____ Record set
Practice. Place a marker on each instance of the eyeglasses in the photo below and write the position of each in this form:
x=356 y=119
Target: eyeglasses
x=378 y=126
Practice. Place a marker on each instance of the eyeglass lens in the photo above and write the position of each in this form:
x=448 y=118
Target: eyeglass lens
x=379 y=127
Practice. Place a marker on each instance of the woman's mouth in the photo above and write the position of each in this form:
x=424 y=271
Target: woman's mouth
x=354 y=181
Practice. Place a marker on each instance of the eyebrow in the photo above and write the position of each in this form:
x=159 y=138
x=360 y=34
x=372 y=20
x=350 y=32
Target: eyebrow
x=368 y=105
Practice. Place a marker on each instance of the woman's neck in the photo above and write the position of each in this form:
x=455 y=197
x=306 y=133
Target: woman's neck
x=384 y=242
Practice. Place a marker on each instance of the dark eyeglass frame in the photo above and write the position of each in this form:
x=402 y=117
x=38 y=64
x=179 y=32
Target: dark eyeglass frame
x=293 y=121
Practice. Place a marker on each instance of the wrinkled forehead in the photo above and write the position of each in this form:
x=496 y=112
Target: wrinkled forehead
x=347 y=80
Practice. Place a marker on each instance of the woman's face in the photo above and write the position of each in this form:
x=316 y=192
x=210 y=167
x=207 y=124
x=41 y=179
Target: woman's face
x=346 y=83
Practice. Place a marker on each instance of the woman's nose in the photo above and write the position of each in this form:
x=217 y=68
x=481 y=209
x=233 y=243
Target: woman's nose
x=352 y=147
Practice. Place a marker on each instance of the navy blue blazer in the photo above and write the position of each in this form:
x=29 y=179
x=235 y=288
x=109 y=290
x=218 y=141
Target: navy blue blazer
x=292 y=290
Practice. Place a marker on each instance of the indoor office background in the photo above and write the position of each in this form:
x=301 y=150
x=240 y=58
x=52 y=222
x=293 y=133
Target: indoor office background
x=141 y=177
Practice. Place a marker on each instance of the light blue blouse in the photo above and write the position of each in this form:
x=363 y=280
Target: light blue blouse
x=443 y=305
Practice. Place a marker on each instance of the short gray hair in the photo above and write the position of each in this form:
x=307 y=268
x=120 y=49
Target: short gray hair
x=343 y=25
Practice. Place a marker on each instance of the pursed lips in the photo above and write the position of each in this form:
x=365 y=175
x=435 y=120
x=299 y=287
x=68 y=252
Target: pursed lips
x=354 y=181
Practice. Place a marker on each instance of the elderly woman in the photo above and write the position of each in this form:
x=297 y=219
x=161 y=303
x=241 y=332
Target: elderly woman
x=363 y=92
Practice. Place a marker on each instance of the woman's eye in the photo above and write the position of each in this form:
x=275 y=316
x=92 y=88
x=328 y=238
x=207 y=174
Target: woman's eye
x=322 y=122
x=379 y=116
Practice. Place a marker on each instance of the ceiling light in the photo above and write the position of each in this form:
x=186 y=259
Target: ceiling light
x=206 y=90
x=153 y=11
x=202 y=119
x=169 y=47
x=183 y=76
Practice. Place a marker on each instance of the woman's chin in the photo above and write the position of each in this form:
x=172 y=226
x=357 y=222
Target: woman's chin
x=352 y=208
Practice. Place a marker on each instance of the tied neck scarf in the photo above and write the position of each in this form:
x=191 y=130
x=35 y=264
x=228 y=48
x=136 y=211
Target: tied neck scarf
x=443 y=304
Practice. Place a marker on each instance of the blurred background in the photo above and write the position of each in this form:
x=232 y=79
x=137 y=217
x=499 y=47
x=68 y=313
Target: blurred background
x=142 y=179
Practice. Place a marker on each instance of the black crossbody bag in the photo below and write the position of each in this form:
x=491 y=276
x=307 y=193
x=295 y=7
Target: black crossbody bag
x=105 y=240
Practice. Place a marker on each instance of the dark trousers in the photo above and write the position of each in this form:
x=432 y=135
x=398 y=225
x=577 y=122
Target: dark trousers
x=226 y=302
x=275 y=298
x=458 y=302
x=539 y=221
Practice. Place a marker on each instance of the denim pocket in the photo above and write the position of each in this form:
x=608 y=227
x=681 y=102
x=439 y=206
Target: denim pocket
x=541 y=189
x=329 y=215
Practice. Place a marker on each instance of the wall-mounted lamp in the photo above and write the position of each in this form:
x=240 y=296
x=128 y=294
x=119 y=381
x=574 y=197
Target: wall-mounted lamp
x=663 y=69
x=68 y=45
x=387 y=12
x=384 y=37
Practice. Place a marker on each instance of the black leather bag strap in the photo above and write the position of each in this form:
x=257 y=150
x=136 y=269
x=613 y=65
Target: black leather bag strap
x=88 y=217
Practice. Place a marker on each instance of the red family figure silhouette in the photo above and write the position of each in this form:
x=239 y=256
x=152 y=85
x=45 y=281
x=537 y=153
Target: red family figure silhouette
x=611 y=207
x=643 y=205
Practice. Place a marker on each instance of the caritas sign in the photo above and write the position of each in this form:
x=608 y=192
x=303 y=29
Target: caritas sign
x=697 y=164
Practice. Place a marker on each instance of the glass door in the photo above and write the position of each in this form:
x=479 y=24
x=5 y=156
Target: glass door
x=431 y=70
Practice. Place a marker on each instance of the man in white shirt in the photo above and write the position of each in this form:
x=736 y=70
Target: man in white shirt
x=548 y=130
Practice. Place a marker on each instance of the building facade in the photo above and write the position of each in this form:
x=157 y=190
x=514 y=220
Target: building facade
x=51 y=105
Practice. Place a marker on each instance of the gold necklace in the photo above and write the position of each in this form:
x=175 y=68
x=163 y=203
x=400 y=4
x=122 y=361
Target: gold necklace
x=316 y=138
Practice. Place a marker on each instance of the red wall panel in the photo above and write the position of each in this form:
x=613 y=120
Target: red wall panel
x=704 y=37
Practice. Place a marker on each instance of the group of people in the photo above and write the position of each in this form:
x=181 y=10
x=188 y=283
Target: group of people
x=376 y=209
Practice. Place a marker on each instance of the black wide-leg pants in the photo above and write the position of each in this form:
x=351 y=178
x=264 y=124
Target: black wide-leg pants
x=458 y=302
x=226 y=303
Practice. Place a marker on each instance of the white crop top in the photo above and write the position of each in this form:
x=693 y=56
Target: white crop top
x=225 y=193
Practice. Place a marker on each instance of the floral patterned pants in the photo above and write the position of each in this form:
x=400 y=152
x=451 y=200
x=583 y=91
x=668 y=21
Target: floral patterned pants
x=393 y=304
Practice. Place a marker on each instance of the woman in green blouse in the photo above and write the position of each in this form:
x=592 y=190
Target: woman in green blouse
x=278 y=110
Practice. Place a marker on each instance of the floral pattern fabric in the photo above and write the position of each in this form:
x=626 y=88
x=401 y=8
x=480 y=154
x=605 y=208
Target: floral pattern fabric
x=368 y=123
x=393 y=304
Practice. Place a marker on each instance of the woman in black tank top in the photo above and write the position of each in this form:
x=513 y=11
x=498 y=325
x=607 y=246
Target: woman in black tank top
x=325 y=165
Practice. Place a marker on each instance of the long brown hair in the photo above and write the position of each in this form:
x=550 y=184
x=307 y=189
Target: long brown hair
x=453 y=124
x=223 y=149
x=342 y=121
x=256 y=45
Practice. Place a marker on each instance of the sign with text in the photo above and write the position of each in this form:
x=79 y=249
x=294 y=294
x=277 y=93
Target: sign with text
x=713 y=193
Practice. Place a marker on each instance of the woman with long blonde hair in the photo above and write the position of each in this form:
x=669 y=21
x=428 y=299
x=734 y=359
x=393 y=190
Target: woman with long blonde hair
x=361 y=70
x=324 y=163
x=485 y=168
________
____ Record set
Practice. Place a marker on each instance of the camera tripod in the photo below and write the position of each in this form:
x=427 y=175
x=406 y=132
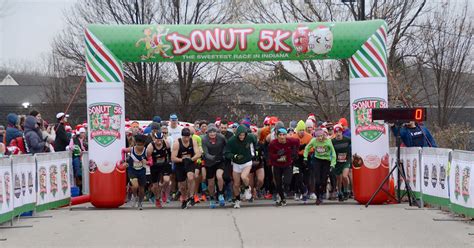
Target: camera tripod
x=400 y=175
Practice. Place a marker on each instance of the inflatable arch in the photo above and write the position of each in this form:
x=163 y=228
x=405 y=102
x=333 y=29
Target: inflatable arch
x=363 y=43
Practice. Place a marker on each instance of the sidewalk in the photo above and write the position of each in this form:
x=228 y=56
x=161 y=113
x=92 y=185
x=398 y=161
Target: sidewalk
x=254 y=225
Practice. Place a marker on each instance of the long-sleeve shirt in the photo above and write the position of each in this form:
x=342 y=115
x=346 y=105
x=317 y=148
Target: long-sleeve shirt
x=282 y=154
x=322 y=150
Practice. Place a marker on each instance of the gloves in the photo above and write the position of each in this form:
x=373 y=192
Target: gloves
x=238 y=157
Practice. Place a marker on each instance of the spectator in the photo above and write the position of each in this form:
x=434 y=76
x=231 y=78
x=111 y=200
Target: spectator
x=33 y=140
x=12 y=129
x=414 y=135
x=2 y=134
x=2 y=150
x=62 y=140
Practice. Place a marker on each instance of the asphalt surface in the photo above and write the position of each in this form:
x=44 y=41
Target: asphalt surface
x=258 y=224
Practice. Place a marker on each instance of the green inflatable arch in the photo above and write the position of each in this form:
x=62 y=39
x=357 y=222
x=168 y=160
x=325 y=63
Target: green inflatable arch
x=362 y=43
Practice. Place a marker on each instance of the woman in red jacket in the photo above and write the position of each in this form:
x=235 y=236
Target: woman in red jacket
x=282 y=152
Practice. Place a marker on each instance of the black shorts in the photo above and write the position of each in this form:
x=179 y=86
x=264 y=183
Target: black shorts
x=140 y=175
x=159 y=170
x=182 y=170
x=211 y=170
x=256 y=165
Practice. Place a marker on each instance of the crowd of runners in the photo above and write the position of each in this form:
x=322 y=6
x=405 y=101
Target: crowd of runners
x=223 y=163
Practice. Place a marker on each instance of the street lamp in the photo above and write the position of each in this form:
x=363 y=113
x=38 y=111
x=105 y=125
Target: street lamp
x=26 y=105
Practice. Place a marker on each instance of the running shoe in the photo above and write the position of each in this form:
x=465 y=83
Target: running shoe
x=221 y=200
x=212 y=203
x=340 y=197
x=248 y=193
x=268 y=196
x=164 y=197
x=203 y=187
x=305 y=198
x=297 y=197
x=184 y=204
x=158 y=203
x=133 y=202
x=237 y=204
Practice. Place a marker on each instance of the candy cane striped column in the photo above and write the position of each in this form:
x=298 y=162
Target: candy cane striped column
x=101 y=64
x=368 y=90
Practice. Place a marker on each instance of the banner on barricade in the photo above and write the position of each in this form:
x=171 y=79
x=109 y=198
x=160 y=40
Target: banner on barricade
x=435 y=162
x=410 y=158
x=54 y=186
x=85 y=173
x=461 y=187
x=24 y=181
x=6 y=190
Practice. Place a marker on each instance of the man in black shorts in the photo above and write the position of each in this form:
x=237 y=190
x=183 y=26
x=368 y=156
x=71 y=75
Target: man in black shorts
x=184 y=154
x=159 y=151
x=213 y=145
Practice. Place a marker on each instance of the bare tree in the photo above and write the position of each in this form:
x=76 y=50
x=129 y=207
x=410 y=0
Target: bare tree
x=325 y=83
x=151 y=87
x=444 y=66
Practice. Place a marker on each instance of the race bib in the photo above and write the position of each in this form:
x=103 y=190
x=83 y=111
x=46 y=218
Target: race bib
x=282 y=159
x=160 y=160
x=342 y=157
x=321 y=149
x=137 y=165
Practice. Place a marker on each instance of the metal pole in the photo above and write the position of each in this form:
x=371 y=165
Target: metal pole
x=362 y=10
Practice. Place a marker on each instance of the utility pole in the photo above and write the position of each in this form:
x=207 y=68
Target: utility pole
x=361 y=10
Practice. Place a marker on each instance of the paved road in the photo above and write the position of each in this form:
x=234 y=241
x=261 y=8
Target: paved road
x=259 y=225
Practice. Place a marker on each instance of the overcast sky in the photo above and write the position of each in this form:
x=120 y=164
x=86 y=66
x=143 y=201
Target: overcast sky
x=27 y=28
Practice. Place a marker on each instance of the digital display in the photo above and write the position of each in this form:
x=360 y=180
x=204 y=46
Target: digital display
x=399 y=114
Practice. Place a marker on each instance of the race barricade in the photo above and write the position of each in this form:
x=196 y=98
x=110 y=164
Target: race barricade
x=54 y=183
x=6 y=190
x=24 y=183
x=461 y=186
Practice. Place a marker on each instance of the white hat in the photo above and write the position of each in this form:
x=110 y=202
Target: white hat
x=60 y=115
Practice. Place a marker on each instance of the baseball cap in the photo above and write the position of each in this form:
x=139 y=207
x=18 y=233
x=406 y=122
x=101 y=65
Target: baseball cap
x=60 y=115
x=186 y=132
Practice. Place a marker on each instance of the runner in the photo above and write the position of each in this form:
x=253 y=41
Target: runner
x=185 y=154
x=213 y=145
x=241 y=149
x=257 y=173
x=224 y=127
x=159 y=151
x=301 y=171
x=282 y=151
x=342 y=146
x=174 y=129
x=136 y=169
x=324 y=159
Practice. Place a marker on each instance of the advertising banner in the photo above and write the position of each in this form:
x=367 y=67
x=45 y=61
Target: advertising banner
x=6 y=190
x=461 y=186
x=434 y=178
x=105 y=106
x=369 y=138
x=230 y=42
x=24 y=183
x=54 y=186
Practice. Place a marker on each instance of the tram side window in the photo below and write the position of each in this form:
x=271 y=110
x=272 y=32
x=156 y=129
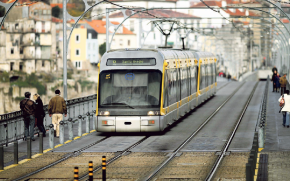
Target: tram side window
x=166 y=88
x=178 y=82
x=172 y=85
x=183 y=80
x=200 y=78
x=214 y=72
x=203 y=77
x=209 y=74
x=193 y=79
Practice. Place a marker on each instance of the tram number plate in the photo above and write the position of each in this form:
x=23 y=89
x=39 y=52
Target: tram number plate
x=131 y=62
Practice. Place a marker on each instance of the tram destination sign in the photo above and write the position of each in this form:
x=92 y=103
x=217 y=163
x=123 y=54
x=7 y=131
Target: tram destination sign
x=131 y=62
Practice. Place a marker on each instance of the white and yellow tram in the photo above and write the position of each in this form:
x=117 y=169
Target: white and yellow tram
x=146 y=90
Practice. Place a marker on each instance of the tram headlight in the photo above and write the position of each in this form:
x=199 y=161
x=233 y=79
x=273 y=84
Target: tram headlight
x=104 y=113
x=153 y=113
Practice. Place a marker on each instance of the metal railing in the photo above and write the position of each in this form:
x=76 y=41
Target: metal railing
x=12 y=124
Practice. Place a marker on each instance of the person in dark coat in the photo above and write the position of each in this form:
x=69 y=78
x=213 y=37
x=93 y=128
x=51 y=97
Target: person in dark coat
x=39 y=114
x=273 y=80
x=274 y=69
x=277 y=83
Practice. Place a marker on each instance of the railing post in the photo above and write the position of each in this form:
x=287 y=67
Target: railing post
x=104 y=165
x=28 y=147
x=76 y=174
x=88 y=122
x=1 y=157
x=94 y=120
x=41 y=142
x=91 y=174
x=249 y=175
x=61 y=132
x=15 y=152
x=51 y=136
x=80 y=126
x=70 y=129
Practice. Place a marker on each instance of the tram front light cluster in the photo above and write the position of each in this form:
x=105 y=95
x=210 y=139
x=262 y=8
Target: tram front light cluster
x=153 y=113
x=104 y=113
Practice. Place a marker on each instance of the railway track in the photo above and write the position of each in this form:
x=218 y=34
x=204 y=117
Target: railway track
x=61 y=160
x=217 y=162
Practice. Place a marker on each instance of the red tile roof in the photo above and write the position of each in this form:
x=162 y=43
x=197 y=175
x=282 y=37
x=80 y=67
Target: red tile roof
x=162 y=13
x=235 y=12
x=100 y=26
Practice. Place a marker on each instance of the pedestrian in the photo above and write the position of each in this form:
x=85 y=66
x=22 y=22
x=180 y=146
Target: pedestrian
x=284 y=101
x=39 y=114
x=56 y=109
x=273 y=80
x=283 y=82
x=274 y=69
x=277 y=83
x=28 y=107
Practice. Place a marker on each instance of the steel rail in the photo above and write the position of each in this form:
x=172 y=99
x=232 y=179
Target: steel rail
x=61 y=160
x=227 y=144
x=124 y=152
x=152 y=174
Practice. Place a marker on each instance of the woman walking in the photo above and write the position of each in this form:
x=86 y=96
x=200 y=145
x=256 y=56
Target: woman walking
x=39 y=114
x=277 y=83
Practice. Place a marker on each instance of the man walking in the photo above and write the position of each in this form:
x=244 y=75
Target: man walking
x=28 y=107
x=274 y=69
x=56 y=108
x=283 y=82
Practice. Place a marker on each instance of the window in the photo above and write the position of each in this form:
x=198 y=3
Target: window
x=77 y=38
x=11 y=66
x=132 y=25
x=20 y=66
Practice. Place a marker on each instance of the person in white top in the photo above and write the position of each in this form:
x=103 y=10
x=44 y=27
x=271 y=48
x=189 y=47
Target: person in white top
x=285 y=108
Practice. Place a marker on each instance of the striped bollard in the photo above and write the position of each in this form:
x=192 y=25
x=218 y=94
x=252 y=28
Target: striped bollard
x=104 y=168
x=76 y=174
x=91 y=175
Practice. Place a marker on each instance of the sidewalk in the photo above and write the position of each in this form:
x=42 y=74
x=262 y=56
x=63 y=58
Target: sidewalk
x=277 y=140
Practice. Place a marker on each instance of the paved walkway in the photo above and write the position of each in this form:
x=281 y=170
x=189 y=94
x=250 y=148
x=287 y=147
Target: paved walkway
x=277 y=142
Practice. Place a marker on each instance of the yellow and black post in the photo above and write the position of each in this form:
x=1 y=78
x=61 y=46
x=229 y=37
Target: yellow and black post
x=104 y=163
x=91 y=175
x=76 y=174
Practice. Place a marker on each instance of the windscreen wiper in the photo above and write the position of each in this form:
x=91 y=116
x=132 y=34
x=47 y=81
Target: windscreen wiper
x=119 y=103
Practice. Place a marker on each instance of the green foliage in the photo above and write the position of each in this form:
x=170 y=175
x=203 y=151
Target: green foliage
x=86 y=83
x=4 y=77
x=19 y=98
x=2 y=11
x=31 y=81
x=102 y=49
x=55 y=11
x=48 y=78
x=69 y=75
________
* Task details
Which lines above include the word "below"? Return each one.

* Exercise solution
Practice. Place a marker on each instance of the eyeglasses in the photo below and write the position of each in this form:
Practice. Place a marker on each instance of the black crossbody bag in the photo below and write the position of each in this form:
Practice. Place a marker on each instance of the camera tripod in the photo below and write the position of each in this form:
Practice. Place a marker on each instance of the tram side window in the photo below and write the position of each in this form:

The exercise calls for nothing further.